**GIVEN PROBLEM**
Could you rewrite the data below, starting at the line containing "In this exercise you will tag the crowd" and ending at the line containing "(1009, 510)", keeping every line in that span and raising each point coordinate by 8?

**PROVIDED DATA**

[start]

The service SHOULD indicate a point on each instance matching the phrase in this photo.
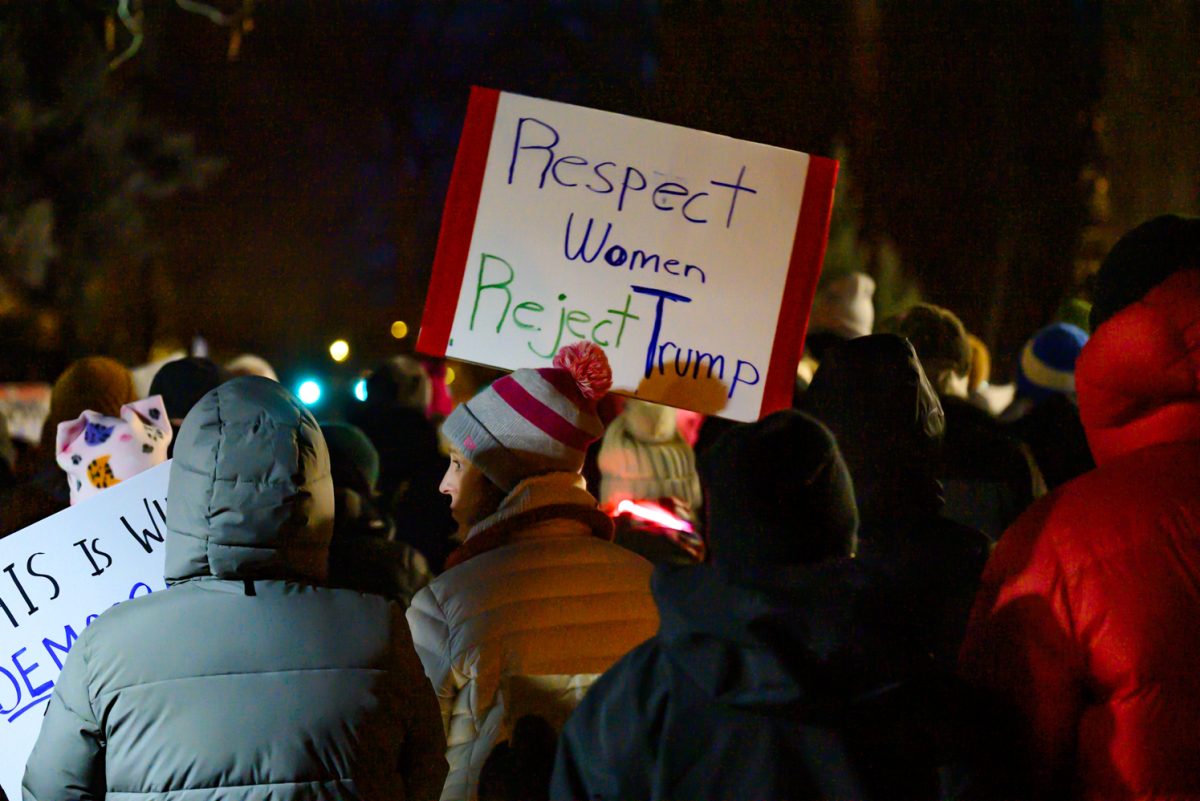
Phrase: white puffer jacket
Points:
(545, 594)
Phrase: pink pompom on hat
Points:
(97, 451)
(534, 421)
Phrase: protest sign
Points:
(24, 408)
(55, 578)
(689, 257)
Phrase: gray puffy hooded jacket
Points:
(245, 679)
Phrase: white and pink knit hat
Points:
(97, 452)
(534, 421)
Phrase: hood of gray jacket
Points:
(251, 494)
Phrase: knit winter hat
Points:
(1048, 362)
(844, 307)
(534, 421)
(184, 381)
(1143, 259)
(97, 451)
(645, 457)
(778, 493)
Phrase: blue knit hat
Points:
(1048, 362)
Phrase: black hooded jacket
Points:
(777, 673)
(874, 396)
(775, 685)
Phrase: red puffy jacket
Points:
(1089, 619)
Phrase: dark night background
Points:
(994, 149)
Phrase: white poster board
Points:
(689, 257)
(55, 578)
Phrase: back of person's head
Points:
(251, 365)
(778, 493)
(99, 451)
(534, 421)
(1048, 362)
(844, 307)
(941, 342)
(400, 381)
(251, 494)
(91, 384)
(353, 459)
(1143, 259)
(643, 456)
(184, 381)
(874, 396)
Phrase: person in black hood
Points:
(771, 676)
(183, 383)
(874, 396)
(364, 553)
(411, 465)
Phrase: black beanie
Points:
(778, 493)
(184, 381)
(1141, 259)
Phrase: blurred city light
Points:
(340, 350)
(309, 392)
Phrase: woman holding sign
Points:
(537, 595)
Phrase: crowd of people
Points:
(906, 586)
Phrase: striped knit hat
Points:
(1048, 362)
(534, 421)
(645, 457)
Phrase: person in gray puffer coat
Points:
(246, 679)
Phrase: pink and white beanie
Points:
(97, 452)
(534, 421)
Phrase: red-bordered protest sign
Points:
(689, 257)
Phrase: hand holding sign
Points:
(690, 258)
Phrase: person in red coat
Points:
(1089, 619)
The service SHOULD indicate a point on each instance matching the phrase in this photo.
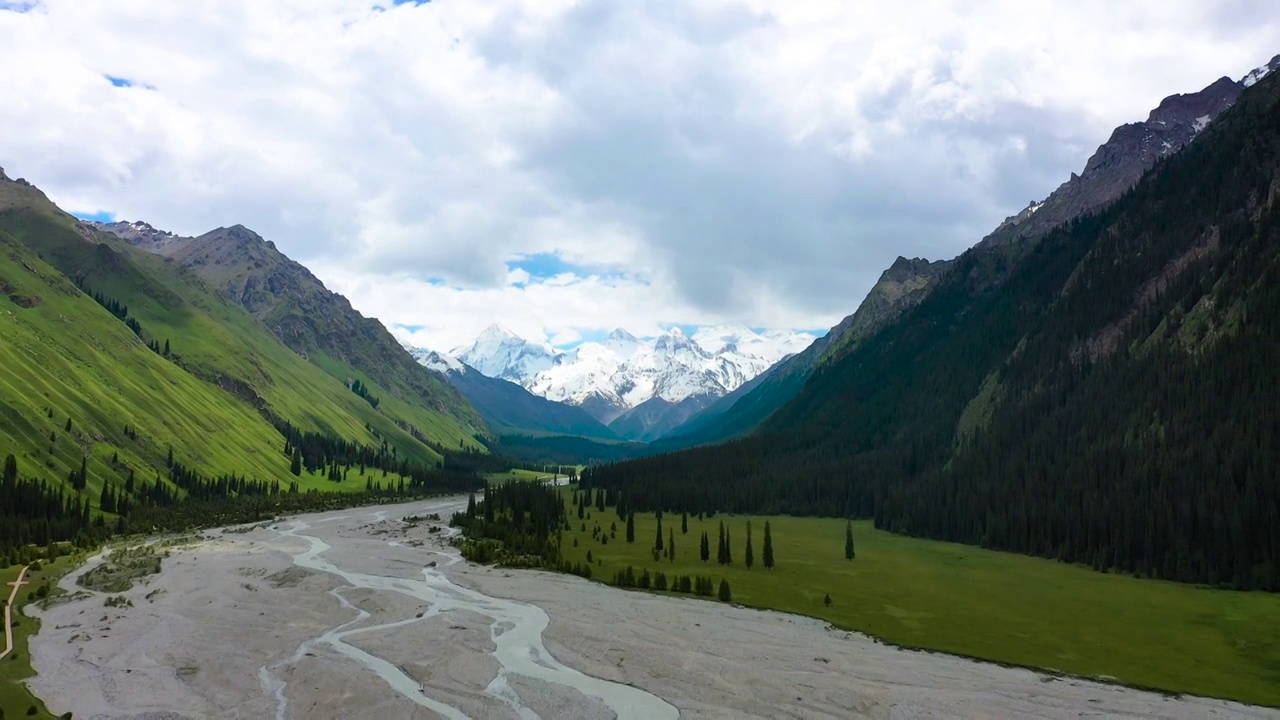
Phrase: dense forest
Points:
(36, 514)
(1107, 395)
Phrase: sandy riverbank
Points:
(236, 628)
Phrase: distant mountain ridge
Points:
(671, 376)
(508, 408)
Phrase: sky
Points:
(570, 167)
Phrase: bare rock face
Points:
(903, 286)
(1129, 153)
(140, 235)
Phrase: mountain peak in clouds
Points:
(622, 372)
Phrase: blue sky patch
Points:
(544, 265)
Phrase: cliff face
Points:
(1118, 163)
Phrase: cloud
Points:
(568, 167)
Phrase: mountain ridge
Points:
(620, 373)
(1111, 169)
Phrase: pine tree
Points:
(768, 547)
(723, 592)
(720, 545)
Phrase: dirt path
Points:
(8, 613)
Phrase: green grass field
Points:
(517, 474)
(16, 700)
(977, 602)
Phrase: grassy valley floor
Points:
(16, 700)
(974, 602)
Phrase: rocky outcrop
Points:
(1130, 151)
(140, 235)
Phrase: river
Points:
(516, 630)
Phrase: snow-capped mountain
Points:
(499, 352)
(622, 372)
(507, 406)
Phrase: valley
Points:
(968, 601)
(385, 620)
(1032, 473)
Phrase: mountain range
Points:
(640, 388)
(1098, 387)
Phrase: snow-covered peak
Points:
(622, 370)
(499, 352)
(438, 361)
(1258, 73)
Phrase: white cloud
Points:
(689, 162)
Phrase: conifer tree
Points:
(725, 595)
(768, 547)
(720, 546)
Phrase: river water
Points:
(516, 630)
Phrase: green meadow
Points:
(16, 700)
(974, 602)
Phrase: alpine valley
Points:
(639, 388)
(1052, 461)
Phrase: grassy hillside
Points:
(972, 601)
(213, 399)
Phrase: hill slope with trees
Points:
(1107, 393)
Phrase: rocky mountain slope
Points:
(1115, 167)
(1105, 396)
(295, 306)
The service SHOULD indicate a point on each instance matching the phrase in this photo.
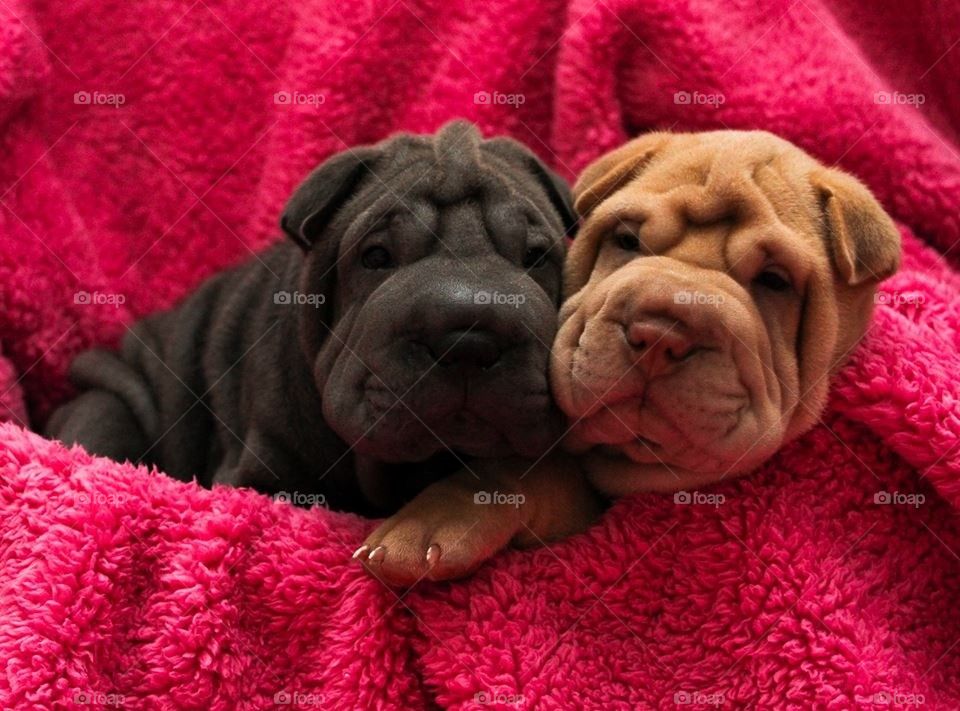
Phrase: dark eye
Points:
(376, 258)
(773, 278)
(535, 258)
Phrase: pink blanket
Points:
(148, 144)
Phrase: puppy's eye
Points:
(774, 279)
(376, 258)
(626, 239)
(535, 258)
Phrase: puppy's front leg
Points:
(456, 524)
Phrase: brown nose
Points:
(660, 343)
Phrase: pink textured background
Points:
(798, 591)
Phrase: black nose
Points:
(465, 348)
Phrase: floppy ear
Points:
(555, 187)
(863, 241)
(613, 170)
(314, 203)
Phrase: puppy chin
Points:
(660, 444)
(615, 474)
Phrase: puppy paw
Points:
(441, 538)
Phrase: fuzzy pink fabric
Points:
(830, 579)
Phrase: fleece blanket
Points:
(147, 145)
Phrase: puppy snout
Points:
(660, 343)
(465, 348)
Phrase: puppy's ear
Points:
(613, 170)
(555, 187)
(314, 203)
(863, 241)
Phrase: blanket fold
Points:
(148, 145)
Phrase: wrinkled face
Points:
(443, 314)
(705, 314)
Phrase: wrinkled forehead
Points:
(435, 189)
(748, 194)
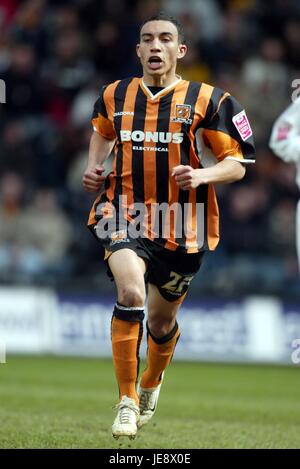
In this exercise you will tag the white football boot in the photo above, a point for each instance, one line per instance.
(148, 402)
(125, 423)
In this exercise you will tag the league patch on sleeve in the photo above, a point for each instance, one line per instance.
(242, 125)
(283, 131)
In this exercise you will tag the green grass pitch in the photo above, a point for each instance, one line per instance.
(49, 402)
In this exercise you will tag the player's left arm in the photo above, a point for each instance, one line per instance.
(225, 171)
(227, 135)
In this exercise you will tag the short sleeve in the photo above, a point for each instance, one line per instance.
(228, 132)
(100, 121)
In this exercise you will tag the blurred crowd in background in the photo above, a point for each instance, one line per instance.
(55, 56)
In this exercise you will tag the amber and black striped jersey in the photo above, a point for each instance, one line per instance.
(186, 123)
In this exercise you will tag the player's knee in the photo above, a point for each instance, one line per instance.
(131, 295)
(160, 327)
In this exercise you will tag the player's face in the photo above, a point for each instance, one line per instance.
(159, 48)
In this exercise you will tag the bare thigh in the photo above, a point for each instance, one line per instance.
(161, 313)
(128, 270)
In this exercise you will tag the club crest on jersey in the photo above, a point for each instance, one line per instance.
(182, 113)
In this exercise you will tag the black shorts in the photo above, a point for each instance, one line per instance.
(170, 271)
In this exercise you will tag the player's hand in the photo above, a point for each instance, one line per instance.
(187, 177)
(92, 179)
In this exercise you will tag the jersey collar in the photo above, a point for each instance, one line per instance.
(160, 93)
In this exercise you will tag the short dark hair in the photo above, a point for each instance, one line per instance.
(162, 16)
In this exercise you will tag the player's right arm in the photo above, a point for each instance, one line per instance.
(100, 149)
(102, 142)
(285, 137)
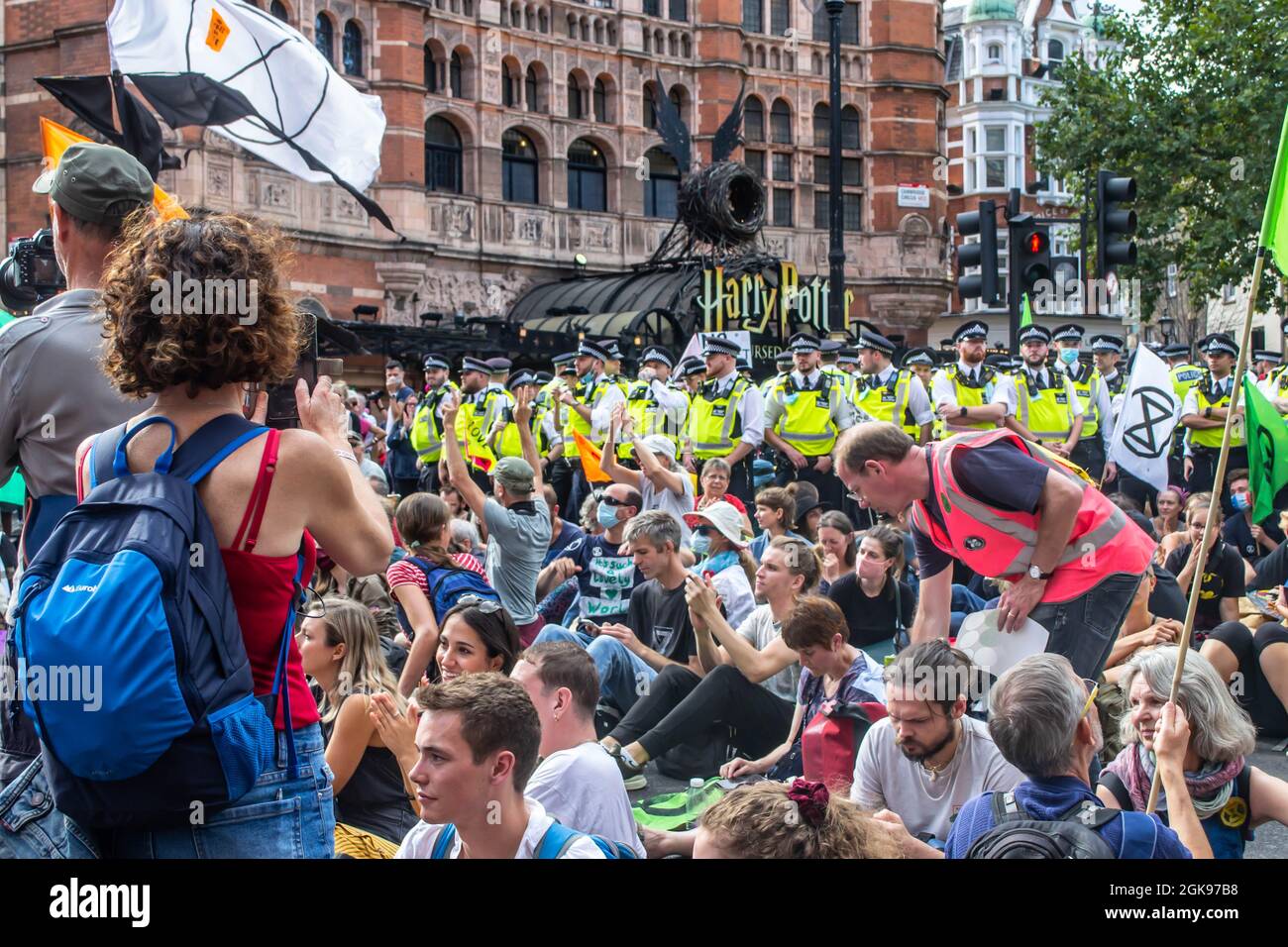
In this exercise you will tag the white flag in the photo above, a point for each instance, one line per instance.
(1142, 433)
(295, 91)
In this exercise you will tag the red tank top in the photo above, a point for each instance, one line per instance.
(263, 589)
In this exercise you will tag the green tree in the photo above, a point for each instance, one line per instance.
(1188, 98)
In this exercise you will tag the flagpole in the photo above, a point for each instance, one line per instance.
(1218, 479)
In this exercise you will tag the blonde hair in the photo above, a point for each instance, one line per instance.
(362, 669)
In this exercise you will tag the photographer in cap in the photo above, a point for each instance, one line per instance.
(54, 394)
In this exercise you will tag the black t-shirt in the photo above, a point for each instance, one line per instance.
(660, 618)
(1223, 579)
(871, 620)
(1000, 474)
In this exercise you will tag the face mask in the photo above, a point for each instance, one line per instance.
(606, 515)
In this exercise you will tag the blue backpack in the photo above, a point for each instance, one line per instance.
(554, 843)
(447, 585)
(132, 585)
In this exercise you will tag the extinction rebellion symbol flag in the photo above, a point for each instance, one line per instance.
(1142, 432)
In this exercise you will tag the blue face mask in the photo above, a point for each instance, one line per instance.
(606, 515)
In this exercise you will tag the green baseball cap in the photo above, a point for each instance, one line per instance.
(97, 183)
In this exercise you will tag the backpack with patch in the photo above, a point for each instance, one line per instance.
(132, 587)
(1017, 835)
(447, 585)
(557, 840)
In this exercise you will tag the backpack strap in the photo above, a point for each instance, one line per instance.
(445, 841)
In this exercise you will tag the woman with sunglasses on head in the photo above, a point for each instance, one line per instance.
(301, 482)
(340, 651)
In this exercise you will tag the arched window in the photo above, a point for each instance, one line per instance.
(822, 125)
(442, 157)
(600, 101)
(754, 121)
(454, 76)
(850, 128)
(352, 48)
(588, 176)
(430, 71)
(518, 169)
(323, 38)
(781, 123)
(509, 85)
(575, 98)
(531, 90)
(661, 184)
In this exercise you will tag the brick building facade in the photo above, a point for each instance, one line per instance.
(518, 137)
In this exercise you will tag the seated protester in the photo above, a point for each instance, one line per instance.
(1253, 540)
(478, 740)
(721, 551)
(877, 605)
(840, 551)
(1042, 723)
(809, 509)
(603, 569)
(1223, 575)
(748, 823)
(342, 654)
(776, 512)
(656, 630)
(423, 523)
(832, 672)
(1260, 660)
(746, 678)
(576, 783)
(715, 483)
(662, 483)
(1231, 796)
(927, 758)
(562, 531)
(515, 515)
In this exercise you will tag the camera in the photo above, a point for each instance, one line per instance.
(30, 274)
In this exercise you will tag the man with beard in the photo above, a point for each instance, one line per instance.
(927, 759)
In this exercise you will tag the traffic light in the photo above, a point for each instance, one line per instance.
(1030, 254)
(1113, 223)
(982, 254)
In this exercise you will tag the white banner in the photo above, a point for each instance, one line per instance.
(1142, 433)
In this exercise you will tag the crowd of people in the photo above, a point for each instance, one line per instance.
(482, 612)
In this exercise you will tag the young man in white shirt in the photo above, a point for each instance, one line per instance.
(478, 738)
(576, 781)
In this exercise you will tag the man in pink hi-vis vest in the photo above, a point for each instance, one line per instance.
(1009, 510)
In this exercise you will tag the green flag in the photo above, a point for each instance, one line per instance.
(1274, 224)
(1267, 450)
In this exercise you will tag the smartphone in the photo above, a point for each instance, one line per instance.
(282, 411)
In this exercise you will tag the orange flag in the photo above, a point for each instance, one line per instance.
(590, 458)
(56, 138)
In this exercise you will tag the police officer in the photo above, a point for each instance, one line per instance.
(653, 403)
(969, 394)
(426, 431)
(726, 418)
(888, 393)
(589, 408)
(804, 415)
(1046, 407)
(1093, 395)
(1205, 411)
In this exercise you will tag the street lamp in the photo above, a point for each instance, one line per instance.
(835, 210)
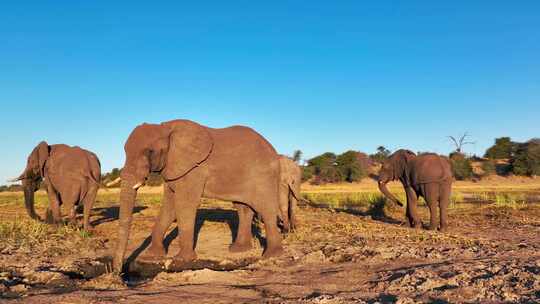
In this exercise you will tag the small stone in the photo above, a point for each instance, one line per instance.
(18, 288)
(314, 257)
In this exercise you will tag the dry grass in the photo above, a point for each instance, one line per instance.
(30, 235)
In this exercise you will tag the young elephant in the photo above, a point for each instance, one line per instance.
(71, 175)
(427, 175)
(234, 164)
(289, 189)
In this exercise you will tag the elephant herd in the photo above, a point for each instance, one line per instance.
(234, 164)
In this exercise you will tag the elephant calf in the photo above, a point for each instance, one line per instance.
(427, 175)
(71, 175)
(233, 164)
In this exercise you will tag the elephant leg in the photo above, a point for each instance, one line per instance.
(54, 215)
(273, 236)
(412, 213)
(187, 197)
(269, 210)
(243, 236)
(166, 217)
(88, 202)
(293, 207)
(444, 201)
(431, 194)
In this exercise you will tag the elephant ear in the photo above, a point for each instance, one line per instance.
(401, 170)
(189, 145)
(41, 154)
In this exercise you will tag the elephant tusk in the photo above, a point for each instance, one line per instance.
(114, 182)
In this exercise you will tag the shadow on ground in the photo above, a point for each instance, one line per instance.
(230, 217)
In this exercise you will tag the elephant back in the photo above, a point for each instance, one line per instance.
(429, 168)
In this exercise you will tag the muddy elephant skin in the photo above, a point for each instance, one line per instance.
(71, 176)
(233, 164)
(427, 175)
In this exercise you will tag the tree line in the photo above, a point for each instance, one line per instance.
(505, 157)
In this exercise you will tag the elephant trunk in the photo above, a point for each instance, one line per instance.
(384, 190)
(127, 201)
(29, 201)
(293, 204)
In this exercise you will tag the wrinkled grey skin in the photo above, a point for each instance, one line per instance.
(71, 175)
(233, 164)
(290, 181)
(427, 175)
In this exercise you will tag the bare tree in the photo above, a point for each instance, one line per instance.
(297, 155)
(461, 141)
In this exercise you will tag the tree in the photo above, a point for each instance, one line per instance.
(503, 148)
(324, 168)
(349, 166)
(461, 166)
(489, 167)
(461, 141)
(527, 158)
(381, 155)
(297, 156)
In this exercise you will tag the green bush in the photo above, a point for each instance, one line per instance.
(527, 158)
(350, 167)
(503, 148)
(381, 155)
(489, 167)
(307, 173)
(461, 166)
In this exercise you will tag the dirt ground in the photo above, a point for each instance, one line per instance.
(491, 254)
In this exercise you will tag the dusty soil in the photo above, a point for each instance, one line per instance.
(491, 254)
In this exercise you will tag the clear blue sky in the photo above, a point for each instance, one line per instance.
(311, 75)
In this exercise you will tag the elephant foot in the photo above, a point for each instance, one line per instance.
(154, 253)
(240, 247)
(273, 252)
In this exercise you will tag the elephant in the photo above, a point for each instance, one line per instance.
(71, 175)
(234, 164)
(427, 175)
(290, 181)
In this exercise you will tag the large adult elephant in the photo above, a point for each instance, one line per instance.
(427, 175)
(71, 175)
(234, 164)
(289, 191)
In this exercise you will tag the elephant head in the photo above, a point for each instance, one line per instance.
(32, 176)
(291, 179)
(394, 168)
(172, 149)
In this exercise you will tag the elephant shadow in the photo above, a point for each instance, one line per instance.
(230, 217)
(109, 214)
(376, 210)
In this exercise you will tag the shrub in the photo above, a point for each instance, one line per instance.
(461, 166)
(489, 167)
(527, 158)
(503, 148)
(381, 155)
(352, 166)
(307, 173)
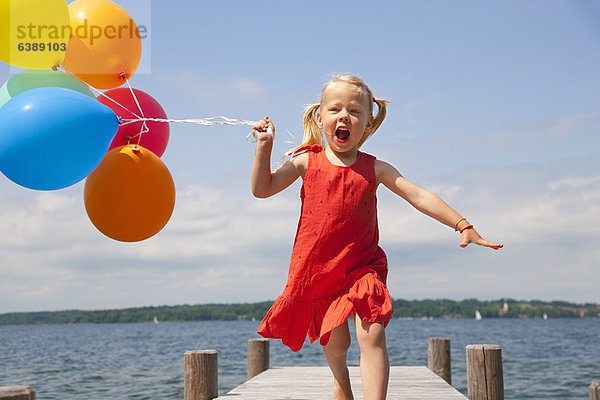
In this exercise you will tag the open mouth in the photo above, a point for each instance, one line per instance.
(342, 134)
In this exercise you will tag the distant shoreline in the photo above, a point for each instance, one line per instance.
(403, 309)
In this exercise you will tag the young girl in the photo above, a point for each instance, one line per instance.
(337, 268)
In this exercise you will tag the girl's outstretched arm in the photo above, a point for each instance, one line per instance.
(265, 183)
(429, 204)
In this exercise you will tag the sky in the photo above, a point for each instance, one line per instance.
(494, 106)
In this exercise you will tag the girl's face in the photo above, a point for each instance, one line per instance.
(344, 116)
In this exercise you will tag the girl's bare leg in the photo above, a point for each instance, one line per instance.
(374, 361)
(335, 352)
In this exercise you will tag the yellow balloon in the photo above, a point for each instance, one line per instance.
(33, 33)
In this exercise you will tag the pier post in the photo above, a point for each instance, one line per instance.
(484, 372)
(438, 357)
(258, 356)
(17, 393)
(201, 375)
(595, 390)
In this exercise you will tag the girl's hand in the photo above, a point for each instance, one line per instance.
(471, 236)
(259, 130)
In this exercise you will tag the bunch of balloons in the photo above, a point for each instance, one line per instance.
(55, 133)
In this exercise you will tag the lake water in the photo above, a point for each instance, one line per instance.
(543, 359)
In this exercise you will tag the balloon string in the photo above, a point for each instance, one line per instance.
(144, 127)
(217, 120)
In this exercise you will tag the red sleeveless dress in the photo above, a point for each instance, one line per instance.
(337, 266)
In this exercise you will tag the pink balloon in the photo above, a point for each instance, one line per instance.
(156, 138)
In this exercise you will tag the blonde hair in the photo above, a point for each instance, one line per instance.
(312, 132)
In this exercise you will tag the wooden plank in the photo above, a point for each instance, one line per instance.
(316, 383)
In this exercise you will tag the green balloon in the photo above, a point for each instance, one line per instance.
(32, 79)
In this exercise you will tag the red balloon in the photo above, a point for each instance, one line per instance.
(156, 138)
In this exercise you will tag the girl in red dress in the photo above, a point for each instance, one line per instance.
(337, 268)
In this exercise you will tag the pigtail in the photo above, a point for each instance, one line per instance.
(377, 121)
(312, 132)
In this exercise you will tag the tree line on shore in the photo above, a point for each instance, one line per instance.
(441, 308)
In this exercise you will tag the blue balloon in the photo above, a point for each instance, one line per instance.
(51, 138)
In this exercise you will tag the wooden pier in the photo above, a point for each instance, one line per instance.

[end]

**WRITTEN REPLY**
In this exercise you will tag the crowd of people in the photo above, a point for each instance, one line per instance.
(490, 620)
In this exercise you will tag the young man in white shirt in the photo above, a point for each instance, one line per instance.
(486, 746)
(584, 789)
In this exercise you will tag the man in pink hi-vis vest in the photo above, a point for each instance, one line per instance.
(1017, 518)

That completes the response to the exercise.